» **Exercise**
Lines before the one containing "Need: for every" are left out; return that line and all lines after it, exactly, through the end of the records below.

» **Data for the task**

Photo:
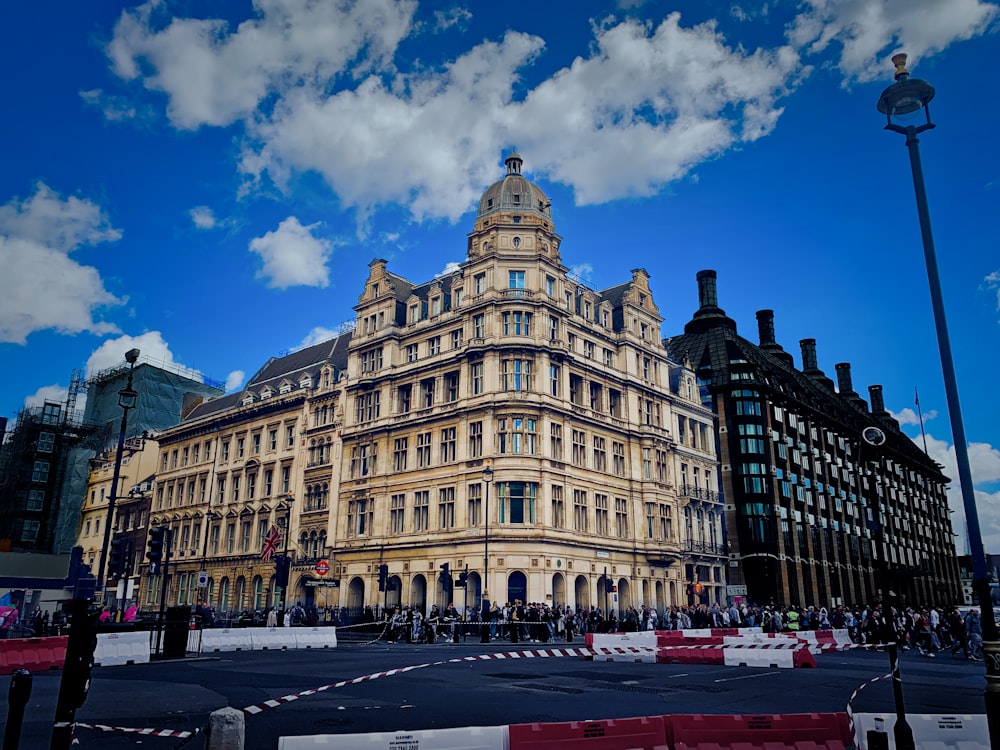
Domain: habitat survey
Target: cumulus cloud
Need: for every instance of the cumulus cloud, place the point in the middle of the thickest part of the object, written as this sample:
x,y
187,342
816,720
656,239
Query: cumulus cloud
x,y
113,107
984,462
992,284
56,393
41,286
445,19
909,416
582,272
234,380
152,348
203,217
647,104
867,32
215,75
293,256
318,87
449,268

» **Problem solution**
Need: for every instance of the cumulus cloud, place the point in the middle of the thickest part of the object, written as this sample:
x,y
187,342
816,720
656,239
Query: cumulus cloud
x,y
113,107
984,462
992,284
56,393
41,286
445,19
909,416
582,272
234,380
152,348
203,217
647,104
867,32
215,75
293,256
318,87
449,268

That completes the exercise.